Short problem:
Set out the lines of the entries below as a numbered list, dropping the blank lines.

Excerpted data:
┄┄┄┄┄┄

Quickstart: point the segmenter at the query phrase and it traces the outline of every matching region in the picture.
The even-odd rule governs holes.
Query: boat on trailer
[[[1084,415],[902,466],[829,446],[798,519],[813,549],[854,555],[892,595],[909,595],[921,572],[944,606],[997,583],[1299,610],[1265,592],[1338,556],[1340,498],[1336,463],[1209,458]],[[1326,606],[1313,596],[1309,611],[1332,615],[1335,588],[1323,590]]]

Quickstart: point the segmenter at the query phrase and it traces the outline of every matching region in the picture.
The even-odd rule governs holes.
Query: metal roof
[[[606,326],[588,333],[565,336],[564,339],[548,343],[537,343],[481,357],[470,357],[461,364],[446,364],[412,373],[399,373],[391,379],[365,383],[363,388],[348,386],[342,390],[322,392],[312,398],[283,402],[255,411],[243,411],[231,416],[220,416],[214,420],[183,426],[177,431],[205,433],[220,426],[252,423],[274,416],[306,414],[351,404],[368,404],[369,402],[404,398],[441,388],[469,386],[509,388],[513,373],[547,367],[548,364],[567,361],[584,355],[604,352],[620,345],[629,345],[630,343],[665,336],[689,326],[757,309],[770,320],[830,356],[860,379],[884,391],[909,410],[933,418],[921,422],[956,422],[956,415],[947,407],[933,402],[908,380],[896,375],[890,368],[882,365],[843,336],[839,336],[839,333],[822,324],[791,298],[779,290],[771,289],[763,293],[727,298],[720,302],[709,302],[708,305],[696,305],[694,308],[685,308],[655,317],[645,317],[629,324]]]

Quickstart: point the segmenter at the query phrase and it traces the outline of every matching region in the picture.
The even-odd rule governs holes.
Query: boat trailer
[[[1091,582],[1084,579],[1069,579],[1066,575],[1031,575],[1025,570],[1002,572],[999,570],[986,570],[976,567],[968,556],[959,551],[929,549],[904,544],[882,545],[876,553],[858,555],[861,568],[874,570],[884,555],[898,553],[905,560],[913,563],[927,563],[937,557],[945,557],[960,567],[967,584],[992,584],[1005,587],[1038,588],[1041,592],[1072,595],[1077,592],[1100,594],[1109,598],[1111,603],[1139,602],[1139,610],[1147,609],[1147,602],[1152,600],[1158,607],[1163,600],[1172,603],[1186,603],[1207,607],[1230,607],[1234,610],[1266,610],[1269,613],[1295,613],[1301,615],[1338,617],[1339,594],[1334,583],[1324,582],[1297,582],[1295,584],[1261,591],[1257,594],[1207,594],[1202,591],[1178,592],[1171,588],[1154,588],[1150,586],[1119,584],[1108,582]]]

┄┄┄┄┄┄

Finished exercise:
1. Quickstart: point the segmenter at the query phrase and it traces the outline of every matching region in the picture.
2. The even-odd rule governs holes.
3. Query: boat on trailer
4. [[[1084,415],[902,466],[829,446],[798,519],[813,549],[854,555],[892,595],[909,595],[921,572],[944,606],[997,583],[1299,610],[1265,592],[1338,556],[1340,498],[1336,463],[1209,458]],[[1326,606],[1313,596],[1309,611],[1332,615],[1335,588],[1323,590]]]
5. Quickstart: point the segmenter at the query phrase and it traces the outline of every matching region in the picture.
6. The even-odd rule governs holes.
7. Query: metal roof
8. [[[606,326],[588,333],[565,336],[564,339],[548,343],[537,343],[481,357],[470,357],[461,364],[446,364],[412,373],[399,373],[391,379],[365,383],[363,388],[348,386],[342,390],[322,392],[312,398],[283,402],[255,411],[243,411],[231,416],[220,416],[214,420],[183,426],[177,431],[205,433],[220,426],[252,423],[274,416],[306,414],[351,404],[368,404],[369,402],[404,398],[441,388],[469,386],[509,388],[513,373],[547,367],[548,364],[567,361],[584,355],[604,352],[620,345],[629,345],[630,343],[665,336],[689,326],[757,309],[770,320],[830,356],[860,379],[884,391],[909,410],[933,418],[921,422],[956,422],[956,415],[947,407],[933,402],[908,380],[896,375],[890,368],[882,365],[843,336],[839,336],[839,333],[822,324],[791,298],[779,290],[771,289],[763,293],[727,298],[720,302],[709,302],[708,305],[696,305],[694,308],[685,308],[655,317],[645,317],[629,324]]]
9. Quickstart: point the segmenter at the query phrase and it traces the outline of every matching region in the picture.
10. The even-odd rule governs holes.
11. Query: boat trailer
12. [[[1091,582],[1084,579],[1069,579],[1066,575],[1031,575],[1025,570],[1002,572],[999,570],[986,570],[976,567],[968,556],[959,551],[929,549],[904,544],[882,545],[876,553],[858,555],[861,568],[874,570],[884,555],[898,553],[905,560],[913,563],[927,563],[937,557],[945,557],[960,567],[967,584],[992,584],[1005,587],[1038,588],[1041,592],[1072,595],[1077,592],[1100,594],[1109,598],[1111,603],[1139,602],[1139,610],[1147,609],[1147,602],[1152,600],[1158,607],[1163,600],[1172,603],[1186,603],[1207,607],[1230,607],[1234,610],[1266,610],[1269,613],[1295,613],[1301,615],[1338,617],[1339,594],[1334,583],[1324,582],[1297,582],[1295,584],[1261,591],[1257,594],[1207,594],[1202,591],[1178,592],[1171,588],[1154,588],[1150,586],[1119,584],[1108,582]]]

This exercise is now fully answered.